- **What is expected**: Write the next part of the concert review below, picking up after its final sentence.

- **Text passage**:
Things have gotten out of control. And not in a "last night was crazy" sort of way that involves waking up to a chicken in your hotel room, but in an "I'm definitely not qualified for this job and I'm about to be called out on it" sort of way. Mega speed run.
Grave Leisure was an aggro-looking chap shouting agitprop into a microphone while pacing behind two tables full of electronics. A+ for using that electrical engineering degree when he could have just plugged his phone into the aux and been done with it. It's the little things that count. Only four songs (including a cover) in what was the project's third show ever. A bit industrial, but with some of that cold 1982 Blitz feel to it. He kept the vocals clean to make sure everyone caught the anti-establishment lyrics. I hope this keeps happening.
The Uncouth played melodic Oi! under horrible blue lights. The abbreviated eight-song set included the surprise return of old chestnut "Living Wage" alongside cuts mostly pulled from the band's self-titled 2023 album. The harmonies were great in "Company Town Blues." CJ's guitar leads were too quiet, Todd broke a cymbal stand (again), and we all sang the chorus to 4-Skins' "Evil" – even though none of us were actually sociopaths.

- **Dataset content**:
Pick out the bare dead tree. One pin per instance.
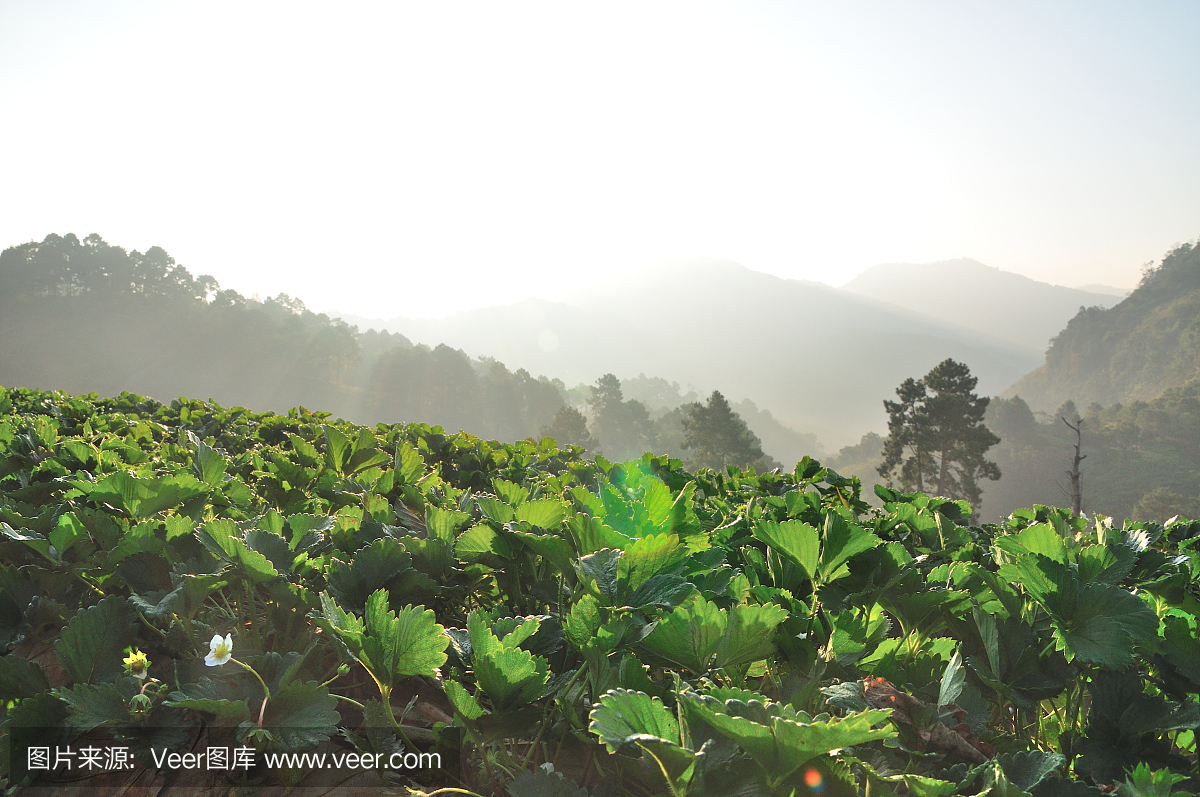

- **Answer**:
Madman was there to celebrate the release of its new cassette, Into the Maze. I've given up trying to determine what sort of band this is. I do suspect that they want to hurt audiences though. Ben's shredded vocals in "Open Casket (Face Down)" cut deep. Stephen's bass was one stunning body blow after another. The knotty leads and spiraling rhythms were unavoidable and mesmerizing. The big riffs finished off everyone in the busy room. The winner was definitely the slow groove set in "Toxic Loner." Friend-of-the-band Mike Stover joined for two cuts, including closer "Üntermensch." Three guitars?! In this economy?!
Please don't fire me.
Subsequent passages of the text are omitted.